### SOURCE DATA
- - - -

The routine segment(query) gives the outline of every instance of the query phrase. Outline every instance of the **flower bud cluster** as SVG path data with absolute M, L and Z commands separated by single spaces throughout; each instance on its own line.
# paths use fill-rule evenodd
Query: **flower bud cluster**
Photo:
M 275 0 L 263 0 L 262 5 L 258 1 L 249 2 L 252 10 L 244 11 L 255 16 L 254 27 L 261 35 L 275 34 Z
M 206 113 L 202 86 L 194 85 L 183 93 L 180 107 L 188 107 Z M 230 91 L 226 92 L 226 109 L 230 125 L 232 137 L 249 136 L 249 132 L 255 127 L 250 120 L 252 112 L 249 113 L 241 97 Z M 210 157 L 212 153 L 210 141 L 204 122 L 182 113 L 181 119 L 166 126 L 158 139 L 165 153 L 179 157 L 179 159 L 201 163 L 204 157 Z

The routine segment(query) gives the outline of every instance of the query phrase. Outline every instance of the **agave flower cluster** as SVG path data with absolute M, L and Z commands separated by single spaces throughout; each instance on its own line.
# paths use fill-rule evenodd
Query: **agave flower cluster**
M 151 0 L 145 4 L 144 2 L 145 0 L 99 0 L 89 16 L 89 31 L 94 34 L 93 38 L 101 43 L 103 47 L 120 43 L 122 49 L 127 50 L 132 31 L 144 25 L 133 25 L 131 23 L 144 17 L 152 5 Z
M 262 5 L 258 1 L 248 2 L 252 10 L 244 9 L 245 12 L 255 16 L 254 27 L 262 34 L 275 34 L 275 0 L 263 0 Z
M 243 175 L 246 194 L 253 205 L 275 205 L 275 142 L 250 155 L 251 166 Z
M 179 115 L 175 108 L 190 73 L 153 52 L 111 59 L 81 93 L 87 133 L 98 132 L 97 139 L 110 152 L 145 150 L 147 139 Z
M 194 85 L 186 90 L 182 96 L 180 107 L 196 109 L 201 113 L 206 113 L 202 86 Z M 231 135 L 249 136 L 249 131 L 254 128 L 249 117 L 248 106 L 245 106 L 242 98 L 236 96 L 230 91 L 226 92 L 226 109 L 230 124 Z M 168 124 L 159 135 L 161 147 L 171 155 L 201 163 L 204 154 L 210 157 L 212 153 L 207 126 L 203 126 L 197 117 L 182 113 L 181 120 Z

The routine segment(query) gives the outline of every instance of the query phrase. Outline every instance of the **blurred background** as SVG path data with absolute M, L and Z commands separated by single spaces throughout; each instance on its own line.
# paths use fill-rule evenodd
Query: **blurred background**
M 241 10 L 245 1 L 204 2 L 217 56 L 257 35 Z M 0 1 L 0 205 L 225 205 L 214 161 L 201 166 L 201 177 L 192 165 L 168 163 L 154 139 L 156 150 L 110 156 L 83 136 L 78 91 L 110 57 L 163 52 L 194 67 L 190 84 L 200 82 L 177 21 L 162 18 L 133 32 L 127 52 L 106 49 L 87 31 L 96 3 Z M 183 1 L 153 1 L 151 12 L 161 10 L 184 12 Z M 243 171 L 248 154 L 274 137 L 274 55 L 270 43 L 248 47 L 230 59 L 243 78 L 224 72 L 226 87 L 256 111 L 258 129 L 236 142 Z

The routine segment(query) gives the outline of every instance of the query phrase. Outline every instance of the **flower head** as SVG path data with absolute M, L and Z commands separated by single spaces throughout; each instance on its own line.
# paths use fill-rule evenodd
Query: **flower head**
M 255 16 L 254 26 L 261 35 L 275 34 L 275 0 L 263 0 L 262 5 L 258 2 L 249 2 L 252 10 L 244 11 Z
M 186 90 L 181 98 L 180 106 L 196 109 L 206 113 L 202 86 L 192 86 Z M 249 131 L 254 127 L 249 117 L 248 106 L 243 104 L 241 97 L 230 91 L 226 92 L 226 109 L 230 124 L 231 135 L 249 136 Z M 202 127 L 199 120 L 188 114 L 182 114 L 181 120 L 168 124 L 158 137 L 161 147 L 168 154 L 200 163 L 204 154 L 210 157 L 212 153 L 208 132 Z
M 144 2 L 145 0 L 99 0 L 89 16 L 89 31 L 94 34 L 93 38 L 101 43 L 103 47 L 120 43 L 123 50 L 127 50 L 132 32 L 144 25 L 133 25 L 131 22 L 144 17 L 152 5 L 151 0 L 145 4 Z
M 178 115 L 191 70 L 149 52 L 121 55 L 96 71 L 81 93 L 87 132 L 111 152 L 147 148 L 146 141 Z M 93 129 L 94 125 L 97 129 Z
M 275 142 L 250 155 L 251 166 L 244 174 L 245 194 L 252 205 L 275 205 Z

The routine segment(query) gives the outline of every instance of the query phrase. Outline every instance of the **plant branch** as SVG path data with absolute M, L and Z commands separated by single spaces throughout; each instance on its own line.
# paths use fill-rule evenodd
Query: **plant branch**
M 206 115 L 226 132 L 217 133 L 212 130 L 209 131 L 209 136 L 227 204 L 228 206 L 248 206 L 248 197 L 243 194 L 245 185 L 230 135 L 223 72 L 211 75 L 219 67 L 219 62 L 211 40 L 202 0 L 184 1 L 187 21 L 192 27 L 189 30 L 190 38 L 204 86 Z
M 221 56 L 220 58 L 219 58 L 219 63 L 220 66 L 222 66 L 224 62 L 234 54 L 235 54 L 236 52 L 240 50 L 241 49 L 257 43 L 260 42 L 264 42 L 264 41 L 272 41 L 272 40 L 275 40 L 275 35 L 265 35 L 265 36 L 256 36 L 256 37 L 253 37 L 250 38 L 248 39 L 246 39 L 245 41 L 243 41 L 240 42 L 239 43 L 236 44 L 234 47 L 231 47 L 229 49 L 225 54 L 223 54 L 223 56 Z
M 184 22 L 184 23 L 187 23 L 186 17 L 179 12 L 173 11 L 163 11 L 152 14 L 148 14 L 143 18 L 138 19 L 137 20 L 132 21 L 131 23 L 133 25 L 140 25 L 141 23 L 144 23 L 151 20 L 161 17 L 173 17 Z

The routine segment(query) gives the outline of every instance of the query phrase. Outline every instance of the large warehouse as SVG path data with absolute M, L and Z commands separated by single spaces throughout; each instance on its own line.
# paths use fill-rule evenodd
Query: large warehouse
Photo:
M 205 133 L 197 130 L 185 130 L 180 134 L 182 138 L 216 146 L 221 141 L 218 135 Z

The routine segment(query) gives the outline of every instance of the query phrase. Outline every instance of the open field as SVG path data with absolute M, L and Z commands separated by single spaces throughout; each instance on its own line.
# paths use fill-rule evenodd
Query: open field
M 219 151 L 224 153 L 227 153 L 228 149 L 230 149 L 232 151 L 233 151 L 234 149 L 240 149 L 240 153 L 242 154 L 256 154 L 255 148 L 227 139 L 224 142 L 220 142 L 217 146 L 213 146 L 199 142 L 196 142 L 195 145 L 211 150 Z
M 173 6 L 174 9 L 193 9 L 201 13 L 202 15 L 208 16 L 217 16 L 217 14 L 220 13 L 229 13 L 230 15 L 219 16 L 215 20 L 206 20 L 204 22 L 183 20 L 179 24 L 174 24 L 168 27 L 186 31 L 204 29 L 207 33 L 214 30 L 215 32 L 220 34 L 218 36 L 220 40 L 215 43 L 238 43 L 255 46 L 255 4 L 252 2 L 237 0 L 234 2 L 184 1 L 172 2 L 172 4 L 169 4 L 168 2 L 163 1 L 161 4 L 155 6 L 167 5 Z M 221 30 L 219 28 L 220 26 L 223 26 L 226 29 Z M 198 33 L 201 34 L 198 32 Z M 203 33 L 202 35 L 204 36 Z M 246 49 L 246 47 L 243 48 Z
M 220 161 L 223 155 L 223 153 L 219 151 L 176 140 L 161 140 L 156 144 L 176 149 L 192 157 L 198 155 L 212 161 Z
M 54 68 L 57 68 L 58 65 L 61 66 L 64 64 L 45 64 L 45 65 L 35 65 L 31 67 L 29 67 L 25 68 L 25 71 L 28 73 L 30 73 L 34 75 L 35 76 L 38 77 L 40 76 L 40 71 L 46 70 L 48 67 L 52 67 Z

- - - -

### DIRECTIONS
Write out the rows again, starting at the line containing "of the large" and ending at the final row, requests included. Shift every coordinate in the outline paths by -64.

### FINAL ANSWER
The routine segment(query) gives the outline of every instance of the query phrase. Outline every instance of the large warehouse as SVG path data with absolute M, L and Z commands separated by single spaces throughout; each instance on its own line.
# paths use fill-rule evenodd
Query: large warehouse
Photo:
M 141 69 L 133 66 L 121 66 L 116 70 L 118 74 L 152 82 L 157 77 L 154 71 Z

The routine segment(query) gives the outline of every instance of the query phrase. Outline every instance of the open field as SVG path data with absolute M, L and Z commands separated by single spaces throughout; each instance on its own line.
# paths use fill-rule evenodd
Query: open field
M 155 87 L 160 89 L 163 89 L 164 85 L 166 85 L 168 87 L 169 87 L 170 85 L 176 85 L 176 89 L 178 90 L 192 90 L 191 84 L 163 75 L 160 78 L 156 78 L 153 82 L 149 82 L 135 78 L 132 78 L 131 81 L 147 86 Z
M 109 -58 L 110 -55 L 129 -55 L 137 -51 L 138 -49 L 144 -48 L 153 -48 L 153 -50 L 156 -51 L 165 -51 L 166 -49 L 155 -48 L 151 -44 L 142 -44 L 140 -42 L 119 -44 L 115 -40 L 110 -40 L 104 -37 L 122 -33 L 140 -35 L 143 -31 L 150 -34 L 151 -32 L 156 -30 L 154 -28 L 156 -24 L 151 -21 L 174 -21 L 191 -18 L 191 -60 L 188 -62 L 173 -64 L 170 -62 L 120 -63 L 108 -62 L 108 -60 L 105 -60 L 104 -62 L 99 -63 L 97 -60 L 91 -58 L 103 -59 Z M 157 -34 L 155 -36 L 156 -38 L 159 -38 L 162 -35 Z M 134 -31 L 137 -30 L 134 -32 Z M 139 -31 L 138 -29 L 140 -28 Z M 182 -15 L 182 -17 L 179 -16 Z
M 156 97 L 159 91 L 159 89 L 155 87 L 112 76 L 97 76 L 92 80 L 112 85 L 128 93 L 134 91 L 148 97 Z
M -10 4 L -7 4 L -6 1 L -3 2 L 0 0 L -19 0 L -19 1 L -29 1 L -33 3 L -35 3 L -39 4 L -39 7 L -36 9 L -34 9 L -30 11 L -29 12 L -26 13 L -24 12 L -24 7 L -18 6 L -16 3 L -12 3 Z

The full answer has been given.